▸ **TEXTE À LIRE**:
▬▬▬▬▬▬▬▬▬▬

Jean-François Sadys: Monseigneur Alexandre de Bucy, bonjour. Vous venez d’être nommé évêque du Lot-et-Garonne. Merci d’avoir accepté de répondre à nos questions. Quel enfant avez vous été? Quel adolescent avez-vous été? Quel jeune homme avez-vous été?
Monseigneur Alexandre de Bucy: Je suis né dans une famille aimante et chrétienne qui a été le bon terreau dans lequel j’ai poussé. Je me souviens notamment que chaque soir, avant de nous coucher, nous nous retrouvions en famille pour prier ensemble le Seigneur. C’est dans ma famille que j’ai appris à connaître le Christ, à l’aimer et à le servir dans mes frères et sœurs qui m’entourent, notamment les plus petits.
J’ai ensuite grandi à Paris puis à Versailles, qui ont été aussi des lieux formateurs pour moi, en m’impliquant dans le scoutisme, véritable école de vie. Le scoutisme m’a appris à vivre en communauté, à prendre soin de la création et des créatures, à devenir toujours plus un serviteur. A Versailles, je me suis impliqué dans ma paroisse, Saint-Symphorien, en étant au service de l’autel, qui m’a donné le goût de la rencontre du Christ dans la liturgie. Enfin, j’ai pu participer aussi aux conférences Saint-Vincent de Paul jeunes, en visitant les personnes âgées d’une maison de retraite.

▬▬▬▬▬▬▬▬▬▬

▸ **DONNÉES EXTRAITES**:
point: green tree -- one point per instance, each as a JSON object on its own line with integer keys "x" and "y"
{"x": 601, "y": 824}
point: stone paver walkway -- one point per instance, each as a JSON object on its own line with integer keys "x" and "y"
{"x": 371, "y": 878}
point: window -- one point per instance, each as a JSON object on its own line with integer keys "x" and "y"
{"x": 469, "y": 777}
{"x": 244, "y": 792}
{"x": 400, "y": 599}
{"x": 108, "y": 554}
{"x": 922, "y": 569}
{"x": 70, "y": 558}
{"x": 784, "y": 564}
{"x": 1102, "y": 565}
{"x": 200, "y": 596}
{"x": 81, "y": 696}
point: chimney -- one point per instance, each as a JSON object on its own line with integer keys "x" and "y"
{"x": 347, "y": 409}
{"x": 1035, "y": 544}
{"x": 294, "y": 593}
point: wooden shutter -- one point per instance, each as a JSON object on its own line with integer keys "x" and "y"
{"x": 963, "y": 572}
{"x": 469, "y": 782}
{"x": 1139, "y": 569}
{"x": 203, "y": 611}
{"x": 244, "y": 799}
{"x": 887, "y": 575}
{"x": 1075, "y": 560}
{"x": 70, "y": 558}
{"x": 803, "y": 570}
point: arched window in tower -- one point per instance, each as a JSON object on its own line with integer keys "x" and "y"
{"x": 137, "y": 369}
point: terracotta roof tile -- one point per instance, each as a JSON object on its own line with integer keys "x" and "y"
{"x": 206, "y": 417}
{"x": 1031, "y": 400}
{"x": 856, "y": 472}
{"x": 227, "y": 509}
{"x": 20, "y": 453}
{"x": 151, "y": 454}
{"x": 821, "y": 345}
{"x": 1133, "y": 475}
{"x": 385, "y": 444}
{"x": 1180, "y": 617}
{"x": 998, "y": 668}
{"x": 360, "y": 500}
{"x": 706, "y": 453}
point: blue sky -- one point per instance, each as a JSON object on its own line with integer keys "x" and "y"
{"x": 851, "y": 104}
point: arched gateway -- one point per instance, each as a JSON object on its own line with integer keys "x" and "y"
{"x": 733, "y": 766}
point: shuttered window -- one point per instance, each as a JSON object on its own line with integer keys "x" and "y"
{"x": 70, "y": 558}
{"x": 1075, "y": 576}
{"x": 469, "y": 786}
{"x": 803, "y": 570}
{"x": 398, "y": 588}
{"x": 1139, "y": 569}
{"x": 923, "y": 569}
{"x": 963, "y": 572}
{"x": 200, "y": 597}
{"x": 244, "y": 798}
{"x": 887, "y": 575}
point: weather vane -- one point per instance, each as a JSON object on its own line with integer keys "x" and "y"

▬▬▬▬▬▬▬▬▬▬

▸ **ÉNONCÉ**: Écrivez la suite de l'entretien avec Monseigneur Alexandre de Bucy, en reprenant après sa dernière phrase.

▸ **CORRIGÉ**:
Après le baccalauréat, je suis entré au lycée militaire de Saint-Cyr-l’école, en préparation littéraire. J’avais le désir de servir comme officier dans l’armée, au service de la paix. Même si je n’irai pas jusqu’au bout de ces études, en entrant au séminaire, j’ai fait plus tard mon service militaire comme Élève Officier de Réserve au 4ème chasseur à Gap, dans les Alpes.
JFS: Quand, pourquoi, comment avez-vous décidé de devenir prêtre?
ADB: Ma famille indirectement a joué un grand rôle, en me faisant grandir dans la vie du Christ et de son Corps, l’Église.
Mais, la première fois que je me suis posé la question, c’est lors d’une retraite à l’abbaye de Solesmes que nous avions faite avec notre école de Versailles. Le fait de côtoyer pendant deux jours ces moines heureux d’avoir donné toute leur vie au Christ m’a donné le goût aussi de donner ma propre vie au Seigneur. J’ai senti là un véritable appel du Seigneur. Plus tard, le jeune prêtre, aumônier de notre troupe scoute, rayonnant, a fait grandir en moi ce désir de suivre le Seigneur et de répondre à cet appel.
C’est enfin la parole de Dieu que j’ai découverte plus tard qui m’a aidé à faire le dernier pas. La découverte de cette parole vivante qui m’est adressée personnellement, notamment celle du Christ : « Il n’y a pas de plus grand amour que de donner sa vie pour ses amis » (Jn 15).Elle m’a aidé à choisir de donner ma vie au Seigneur et aux personnes vers lesquelles il m’enverrait, dans le célibat vécu comme un don fait par amour.
JFS: Comment devient-on évêque? Peut-on refuser d'être nommé évêque?
ADB: C’est un appel qui vient vous rejoindre là où vous êtes. Surprenant, car on ne s’y attend pas, et intimidant, car c’est une mission immense. Comme tout appel, il nécessite une réponse libre, quelle qu’elle soit.
JFS: Quel est le rôle d’un évêque?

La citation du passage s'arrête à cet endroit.